- **Requirement**
Reply with nothing but the number of lines in the data below where the word "grey" occurs.
(Excerpted records begins)
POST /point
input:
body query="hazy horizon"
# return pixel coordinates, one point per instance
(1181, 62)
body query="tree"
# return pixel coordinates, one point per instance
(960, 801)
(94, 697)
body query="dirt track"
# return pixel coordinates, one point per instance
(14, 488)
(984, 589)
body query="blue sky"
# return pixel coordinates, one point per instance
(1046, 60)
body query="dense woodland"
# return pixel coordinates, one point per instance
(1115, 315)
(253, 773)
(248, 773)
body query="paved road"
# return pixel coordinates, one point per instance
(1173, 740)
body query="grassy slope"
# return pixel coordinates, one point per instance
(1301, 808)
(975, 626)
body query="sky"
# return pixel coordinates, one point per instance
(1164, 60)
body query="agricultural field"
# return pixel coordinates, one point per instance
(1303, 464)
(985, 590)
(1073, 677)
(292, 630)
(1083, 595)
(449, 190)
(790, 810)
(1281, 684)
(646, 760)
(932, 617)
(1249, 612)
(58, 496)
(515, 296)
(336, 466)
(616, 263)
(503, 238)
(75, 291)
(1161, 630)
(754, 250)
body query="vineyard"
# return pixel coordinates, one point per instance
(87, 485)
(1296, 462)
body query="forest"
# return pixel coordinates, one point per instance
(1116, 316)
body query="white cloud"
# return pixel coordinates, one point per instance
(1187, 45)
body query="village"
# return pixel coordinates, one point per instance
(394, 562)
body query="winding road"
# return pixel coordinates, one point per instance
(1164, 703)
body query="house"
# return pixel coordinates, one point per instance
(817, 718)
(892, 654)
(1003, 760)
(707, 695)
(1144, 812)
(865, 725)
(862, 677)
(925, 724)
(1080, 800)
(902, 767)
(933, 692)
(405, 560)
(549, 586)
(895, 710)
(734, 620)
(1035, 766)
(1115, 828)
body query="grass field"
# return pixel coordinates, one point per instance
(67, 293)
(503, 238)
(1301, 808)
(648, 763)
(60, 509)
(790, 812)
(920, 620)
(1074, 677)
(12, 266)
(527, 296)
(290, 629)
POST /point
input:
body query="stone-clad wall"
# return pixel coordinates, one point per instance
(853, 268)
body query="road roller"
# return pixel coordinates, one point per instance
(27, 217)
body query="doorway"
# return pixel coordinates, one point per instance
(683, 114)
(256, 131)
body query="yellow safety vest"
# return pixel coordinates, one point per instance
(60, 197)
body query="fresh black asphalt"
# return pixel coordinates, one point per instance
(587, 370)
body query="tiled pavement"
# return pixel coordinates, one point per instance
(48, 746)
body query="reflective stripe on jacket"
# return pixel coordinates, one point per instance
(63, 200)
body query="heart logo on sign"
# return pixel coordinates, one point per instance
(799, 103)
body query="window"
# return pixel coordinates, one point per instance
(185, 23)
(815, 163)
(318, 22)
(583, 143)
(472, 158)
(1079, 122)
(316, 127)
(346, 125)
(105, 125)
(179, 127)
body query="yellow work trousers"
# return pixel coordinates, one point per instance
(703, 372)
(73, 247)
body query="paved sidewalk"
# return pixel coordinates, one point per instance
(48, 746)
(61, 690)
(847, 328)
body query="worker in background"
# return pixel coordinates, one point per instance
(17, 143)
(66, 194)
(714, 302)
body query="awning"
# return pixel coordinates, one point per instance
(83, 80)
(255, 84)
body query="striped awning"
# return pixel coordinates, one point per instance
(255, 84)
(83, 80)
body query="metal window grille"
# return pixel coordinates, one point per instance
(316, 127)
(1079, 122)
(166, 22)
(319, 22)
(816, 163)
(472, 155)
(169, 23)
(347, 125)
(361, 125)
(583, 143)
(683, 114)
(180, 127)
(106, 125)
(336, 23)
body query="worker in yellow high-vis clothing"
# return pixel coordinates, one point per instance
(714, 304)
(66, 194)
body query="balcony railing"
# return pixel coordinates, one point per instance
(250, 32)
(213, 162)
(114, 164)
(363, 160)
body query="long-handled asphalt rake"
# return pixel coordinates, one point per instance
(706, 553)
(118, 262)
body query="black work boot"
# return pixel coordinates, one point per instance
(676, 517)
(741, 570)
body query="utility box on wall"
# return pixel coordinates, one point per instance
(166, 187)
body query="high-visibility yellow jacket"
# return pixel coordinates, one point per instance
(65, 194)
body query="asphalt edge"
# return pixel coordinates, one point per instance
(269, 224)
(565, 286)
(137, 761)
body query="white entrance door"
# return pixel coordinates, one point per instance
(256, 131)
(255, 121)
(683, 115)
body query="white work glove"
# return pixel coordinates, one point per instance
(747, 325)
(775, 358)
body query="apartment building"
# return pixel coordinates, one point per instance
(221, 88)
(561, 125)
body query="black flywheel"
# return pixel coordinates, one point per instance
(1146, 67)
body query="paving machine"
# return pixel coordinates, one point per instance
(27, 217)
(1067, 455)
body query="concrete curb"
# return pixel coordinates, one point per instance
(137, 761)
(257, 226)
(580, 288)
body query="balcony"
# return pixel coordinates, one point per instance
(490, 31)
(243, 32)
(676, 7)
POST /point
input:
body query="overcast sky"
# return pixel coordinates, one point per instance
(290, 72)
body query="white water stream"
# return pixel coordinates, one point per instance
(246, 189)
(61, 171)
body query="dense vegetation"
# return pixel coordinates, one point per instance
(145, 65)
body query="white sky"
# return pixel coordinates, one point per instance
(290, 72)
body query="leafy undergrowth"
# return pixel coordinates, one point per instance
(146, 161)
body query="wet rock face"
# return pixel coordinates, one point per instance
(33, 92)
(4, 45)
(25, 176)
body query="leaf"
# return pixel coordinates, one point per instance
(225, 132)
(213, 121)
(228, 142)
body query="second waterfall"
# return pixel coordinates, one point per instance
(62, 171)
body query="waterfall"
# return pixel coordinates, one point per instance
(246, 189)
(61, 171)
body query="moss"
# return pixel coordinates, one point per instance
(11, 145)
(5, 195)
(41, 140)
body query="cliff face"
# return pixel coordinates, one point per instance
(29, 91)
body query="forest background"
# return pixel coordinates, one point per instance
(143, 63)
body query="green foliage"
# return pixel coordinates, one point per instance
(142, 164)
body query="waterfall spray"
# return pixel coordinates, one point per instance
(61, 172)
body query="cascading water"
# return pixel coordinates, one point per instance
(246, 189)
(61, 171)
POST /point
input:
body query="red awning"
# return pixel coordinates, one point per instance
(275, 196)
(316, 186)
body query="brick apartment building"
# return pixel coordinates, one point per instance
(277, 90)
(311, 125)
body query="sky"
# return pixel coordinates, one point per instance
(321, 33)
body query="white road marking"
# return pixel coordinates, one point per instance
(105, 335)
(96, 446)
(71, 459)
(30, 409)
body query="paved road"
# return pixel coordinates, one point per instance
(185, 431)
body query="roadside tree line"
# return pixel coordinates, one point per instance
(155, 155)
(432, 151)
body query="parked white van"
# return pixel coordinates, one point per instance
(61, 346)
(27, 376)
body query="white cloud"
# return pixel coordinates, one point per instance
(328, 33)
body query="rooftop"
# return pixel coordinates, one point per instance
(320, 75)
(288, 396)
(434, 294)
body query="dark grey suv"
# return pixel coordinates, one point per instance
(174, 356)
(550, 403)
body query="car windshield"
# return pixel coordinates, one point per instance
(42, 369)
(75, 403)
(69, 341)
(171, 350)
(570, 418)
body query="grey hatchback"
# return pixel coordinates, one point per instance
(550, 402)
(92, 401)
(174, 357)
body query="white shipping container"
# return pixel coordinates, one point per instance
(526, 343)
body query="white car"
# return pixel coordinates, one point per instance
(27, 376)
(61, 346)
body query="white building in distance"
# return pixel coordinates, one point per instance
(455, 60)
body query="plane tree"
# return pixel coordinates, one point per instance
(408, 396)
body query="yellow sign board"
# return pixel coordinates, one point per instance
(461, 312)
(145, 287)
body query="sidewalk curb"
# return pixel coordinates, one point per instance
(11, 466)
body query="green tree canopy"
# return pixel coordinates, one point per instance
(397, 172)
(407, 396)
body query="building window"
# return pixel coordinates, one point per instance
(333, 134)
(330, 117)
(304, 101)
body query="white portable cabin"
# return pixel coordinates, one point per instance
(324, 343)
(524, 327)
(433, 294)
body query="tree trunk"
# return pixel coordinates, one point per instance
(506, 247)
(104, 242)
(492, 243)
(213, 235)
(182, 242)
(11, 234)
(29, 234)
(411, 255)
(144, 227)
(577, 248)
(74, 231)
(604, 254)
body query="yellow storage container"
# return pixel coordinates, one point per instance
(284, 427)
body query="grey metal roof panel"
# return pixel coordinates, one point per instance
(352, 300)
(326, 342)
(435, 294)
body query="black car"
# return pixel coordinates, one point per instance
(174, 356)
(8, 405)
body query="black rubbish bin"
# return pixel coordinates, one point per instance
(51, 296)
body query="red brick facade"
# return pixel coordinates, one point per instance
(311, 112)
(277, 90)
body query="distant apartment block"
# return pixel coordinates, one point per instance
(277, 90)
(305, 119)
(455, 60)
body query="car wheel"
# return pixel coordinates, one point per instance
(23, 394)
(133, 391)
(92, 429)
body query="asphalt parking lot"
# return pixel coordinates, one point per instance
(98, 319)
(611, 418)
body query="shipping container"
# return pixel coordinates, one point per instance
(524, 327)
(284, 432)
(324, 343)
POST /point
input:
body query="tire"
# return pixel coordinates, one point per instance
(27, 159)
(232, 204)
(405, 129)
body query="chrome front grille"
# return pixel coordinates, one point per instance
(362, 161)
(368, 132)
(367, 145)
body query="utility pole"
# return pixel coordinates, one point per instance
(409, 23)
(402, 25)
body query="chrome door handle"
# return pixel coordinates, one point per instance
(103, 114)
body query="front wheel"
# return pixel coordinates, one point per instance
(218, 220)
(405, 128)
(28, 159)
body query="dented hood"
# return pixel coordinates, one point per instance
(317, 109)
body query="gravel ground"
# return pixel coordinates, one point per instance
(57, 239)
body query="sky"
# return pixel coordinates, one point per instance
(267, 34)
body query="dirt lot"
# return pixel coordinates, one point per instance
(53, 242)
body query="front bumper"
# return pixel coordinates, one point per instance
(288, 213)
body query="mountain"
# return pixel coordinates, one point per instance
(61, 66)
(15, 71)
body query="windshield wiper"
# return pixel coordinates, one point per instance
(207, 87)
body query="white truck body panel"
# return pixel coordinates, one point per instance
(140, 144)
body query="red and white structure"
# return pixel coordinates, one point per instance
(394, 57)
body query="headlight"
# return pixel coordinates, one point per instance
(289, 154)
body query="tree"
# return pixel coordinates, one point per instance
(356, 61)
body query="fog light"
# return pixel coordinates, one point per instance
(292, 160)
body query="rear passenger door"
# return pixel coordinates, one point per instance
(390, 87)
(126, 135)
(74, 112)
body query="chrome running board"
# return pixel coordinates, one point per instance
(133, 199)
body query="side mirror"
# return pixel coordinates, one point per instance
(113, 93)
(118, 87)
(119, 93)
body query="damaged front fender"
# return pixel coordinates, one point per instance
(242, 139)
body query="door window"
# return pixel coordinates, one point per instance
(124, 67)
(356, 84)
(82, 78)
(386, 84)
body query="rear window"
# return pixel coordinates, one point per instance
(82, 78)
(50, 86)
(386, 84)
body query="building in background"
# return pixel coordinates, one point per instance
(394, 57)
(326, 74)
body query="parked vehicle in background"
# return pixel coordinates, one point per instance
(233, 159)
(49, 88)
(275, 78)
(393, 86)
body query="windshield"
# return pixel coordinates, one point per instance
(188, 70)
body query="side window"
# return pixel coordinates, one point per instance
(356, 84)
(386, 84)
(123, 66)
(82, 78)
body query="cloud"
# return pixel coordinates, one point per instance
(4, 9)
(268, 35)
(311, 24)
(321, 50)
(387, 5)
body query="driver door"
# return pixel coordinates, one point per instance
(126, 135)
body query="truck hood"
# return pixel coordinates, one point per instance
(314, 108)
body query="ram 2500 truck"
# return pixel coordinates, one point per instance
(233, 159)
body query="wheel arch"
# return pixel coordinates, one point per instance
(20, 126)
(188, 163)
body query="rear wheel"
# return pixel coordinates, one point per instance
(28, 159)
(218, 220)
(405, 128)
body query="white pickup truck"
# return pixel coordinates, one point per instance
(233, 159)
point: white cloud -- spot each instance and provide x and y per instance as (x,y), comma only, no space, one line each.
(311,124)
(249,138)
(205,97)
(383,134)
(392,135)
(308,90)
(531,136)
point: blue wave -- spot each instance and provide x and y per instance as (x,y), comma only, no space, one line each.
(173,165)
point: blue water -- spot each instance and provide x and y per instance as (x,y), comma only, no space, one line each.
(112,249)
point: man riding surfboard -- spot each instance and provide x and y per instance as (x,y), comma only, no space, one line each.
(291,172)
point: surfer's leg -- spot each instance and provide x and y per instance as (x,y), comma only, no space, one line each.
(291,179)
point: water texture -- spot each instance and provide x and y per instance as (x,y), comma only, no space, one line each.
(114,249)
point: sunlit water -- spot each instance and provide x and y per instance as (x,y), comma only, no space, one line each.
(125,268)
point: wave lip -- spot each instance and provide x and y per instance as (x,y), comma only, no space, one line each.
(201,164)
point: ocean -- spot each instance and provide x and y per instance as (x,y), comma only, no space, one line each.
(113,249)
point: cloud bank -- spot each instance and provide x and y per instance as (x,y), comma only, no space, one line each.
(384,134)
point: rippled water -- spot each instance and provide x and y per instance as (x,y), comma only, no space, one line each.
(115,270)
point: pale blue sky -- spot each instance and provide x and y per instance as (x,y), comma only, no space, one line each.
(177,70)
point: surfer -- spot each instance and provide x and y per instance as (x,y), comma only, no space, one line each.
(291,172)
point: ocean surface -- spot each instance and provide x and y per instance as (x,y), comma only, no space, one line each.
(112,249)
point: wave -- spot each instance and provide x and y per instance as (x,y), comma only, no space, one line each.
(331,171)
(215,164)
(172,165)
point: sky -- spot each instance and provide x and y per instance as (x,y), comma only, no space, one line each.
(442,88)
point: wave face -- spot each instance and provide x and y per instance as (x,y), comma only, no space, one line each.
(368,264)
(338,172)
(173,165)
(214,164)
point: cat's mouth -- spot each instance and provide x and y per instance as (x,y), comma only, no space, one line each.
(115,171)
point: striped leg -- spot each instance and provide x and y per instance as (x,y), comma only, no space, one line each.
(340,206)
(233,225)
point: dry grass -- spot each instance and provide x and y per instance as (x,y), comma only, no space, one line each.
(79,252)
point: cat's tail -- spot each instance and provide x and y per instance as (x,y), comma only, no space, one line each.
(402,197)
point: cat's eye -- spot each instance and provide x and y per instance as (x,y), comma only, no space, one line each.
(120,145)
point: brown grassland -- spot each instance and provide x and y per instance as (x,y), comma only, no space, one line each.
(Excerpted records ends)
- **Task output**
3